_TASK PROMPT_:
Reproduce each line of the material that follows, word for word.

§ §

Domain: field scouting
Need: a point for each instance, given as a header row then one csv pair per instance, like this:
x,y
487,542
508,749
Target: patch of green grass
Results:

§ §

_ANSWER SECTION_:
Domain: field scouting
Need: a point for each instance, given as a header row then one csv pair per instance, like this:
x,y
487,542
508,749
Target: patch of green grass
Results:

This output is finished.